:: The records

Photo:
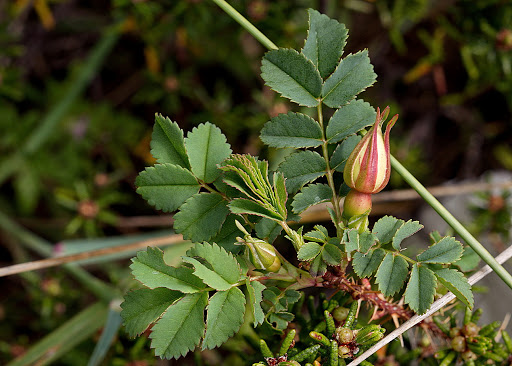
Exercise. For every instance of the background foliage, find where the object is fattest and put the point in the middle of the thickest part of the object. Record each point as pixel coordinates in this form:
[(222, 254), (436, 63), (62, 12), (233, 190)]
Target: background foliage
[(80, 83)]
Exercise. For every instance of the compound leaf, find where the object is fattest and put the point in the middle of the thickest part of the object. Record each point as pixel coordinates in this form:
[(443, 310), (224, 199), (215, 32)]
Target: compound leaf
[(447, 250), (206, 147), (143, 306), (353, 75), (221, 269), (325, 42), (292, 130), (421, 289), (292, 75), (167, 143), (181, 327), (300, 168), (311, 195), (407, 229), (342, 152), (224, 317), (365, 264), (457, 283), (308, 251), (255, 296), (201, 216), (166, 186), (392, 274), (349, 119), (150, 269)]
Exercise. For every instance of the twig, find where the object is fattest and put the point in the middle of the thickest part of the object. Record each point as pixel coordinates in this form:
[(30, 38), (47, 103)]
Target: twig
[(56, 261), (503, 257)]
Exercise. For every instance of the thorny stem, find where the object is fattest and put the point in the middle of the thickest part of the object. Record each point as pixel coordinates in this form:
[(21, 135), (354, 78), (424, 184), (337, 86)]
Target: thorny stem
[(330, 179)]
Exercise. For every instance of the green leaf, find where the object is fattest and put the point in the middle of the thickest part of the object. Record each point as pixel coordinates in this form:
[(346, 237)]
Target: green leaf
[(255, 296), (421, 289), (386, 228), (407, 229), (341, 154), (244, 206), (226, 238), (201, 216), (181, 327), (143, 306), (447, 250), (308, 251), (457, 283), (311, 195), (302, 167), (365, 264), (292, 130), (225, 316), (391, 274), (166, 186), (222, 263), (292, 75), (331, 254), (349, 119), (353, 75), (150, 269), (206, 147), (167, 143), (325, 42)]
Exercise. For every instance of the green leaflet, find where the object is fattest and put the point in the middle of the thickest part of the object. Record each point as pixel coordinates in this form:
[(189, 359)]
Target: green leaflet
[(349, 119), (391, 274), (244, 206), (353, 75), (311, 195), (166, 186), (167, 143), (300, 168), (150, 269), (255, 296), (201, 216), (206, 147), (225, 315), (181, 327), (366, 264), (292, 75), (421, 289), (404, 231), (143, 306), (340, 155), (325, 42), (457, 283), (447, 250), (308, 251), (226, 238), (386, 228), (292, 130), (218, 268)]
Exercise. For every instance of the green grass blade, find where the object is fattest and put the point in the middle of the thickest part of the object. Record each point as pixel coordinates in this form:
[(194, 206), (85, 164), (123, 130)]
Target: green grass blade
[(74, 331), (108, 335)]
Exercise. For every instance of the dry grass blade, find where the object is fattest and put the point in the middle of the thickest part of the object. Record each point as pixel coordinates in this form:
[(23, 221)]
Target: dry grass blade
[(56, 261), (501, 258)]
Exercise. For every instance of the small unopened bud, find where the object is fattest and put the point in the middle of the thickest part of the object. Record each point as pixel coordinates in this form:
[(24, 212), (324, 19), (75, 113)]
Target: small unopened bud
[(368, 166)]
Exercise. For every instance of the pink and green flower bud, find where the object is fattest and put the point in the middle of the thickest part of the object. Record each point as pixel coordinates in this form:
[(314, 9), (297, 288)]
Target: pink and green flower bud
[(368, 166)]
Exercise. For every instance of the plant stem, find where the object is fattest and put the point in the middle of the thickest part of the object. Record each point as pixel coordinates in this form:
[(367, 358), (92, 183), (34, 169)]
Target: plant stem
[(330, 180), (452, 221), (245, 24)]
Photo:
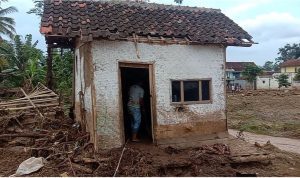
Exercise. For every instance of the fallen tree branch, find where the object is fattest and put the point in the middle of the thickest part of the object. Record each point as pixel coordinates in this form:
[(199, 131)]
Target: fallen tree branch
[(120, 159), (34, 135)]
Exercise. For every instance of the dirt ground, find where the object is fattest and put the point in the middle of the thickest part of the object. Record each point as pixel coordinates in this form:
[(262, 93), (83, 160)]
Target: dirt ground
[(148, 160), (68, 152), (274, 113)]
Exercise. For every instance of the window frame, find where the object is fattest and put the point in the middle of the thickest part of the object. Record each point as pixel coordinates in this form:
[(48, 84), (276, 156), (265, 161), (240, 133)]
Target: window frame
[(182, 102)]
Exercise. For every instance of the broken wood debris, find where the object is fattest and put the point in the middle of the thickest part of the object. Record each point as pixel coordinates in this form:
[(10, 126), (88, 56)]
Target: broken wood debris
[(40, 97)]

::::

## Problem to solve
The pictures in the entries should be left out; output everything else exactly.

## Correct response
Photo:
Exercise. For every instance of the background foliage, find where the object is fattest and put the point in the middle of the thickest part of the object. Record each point as pixel coordinates in this form:
[(222, 254), (436, 63), (62, 12), (233, 190)]
Target: background foliage
[(80, 83)]
Exercise. For every instance of the compound leaf, find where the object is fattest and put the point in the middle of the thickest part of the object. Record each point as pixel coordinates in this form:
[(443, 310), (224, 199), (215, 32)]
Target: compound leaf
[(447, 250), (206, 147), (143, 306), (353, 75), (221, 269), (325, 42), (292, 130), (421, 289), (292, 75), (167, 143), (181, 327), (300, 168), (311, 195), (407, 229), (342, 152), (224, 317), (365, 264), (457, 283), (308, 251), (255, 296), (201, 216), (166, 186), (392, 274), (349, 119), (150, 269)]
Exercise. For every instance of the twig, find where the object is fattest and put the point in the middle of the thickest part of the object. Record each point as pixel coordinates in this form:
[(30, 38), (47, 103)]
Target: twig
[(56, 261), (503, 257)]
Exercise. For every instance of the thorny stem, find where the object is fattest and put the point in the middle of the thickest part of the object. Record each point as pixel coordinates in this form:
[(21, 135), (354, 78), (424, 184), (337, 86)]
Target: thorny stem
[(330, 179)]
Exercise. For every instance of the green leaf, find where the object is fattest and put the point in the middle of the thickest part of the object. Record each point as pixel coordinates in this form:
[(346, 237)]
Target: green leaf
[(255, 296), (421, 289), (386, 228), (407, 229), (341, 154), (244, 206), (226, 238), (201, 216), (181, 327), (143, 306), (447, 250), (308, 251), (457, 283), (311, 195), (302, 167), (365, 264), (292, 130), (225, 316), (391, 274), (166, 186), (222, 263), (292, 75), (331, 254), (349, 119), (353, 75), (150, 269), (206, 147), (167, 143), (325, 42)]
Exercise. For every instance of the green leaflet, find where the object is fattest and put the point in the middle of the thickest part of the object. Record each point as pixel coordinates in this form:
[(189, 359)]
Target: green leaflet
[(349, 119), (391, 274), (244, 206), (353, 75), (311, 195), (166, 186), (167, 143), (300, 168), (150, 269), (255, 296), (201, 216), (206, 147), (225, 315), (181, 327), (366, 264), (292, 75), (421, 289), (404, 231), (143, 306), (340, 155), (325, 42), (457, 283), (447, 250), (308, 251), (226, 238), (386, 228), (292, 130), (218, 268)]
Exercise. For every instance of the green grass blade, find where the object is fattest and put the point in the middle of the thickest part of the object. Record each point as pixel coordinates in this form:
[(194, 206), (85, 164), (123, 130)]
Target: green grass blade
[(74, 331), (108, 335)]
Exercise. For every instance of the dry grass blade, find where the object is fattest and put the point in the middle of the thickest part of the object. Record each point as pixel coordinates in this form:
[(23, 221)]
Target: dry grass blade
[(56, 261), (501, 258)]
Exercise. For every instance of the small unopened bud, find where the object is fattest and put the point in the middle of the thickest part of the object. Record each point as pixel coordinates in this form:
[(24, 212), (324, 19), (75, 113)]
Target: small unopened bud
[(368, 166)]
Exercise. For every instance of the pink and green flower bud, find where the object is fattest and put the point in the middle of the thickest part of the object. Record each point as pixel coordinates in this form:
[(314, 9), (297, 288)]
Target: pink and green flower bud
[(368, 166)]
Exercise. For every instance of the plant stem, find where the object is fattest and put the point in the middle of the thickest part of the object. Record each point as pixel coordinates in this form:
[(367, 358), (92, 183), (34, 169)]
Target: plant stem
[(330, 180), (452, 221), (245, 24)]
Photo:
Exercise. For every instance of the fallen tree branch, find where the object is fattest and put the point in the middle of the thickest part of the object. Record each point as pixel coordinates in this form:
[(199, 131)]
Target: fallen tree branch
[(120, 159), (34, 135)]
Exercise. For every instance of the dirt ground, find where the object is fattest and put the point in the middle of the thickest part of the object. Record each point as pixel coordinates in this form:
[(262, 93), (83, 160)]
Target: dirt ground
[(148, 160), (68, 152), (274, 113)]
Exercise. For every instance of the window frame, find where the object is fattest and put the point in the middle of the thickest part of the object. Record each point as pixel coordinates in this form:
[(48, 84), (276, 156), (265, 161), (240, 133)]
Target: window frame
[(182, 102)]
Exercise. For every instance of the broken wood debris, find where the object is fattest and put the point in the middle of the thickest part of the object. Record each point as pixel coordinates in this form:
[(10, 126), (88, 56)]
Target: broken wood debris
[(40, 97)]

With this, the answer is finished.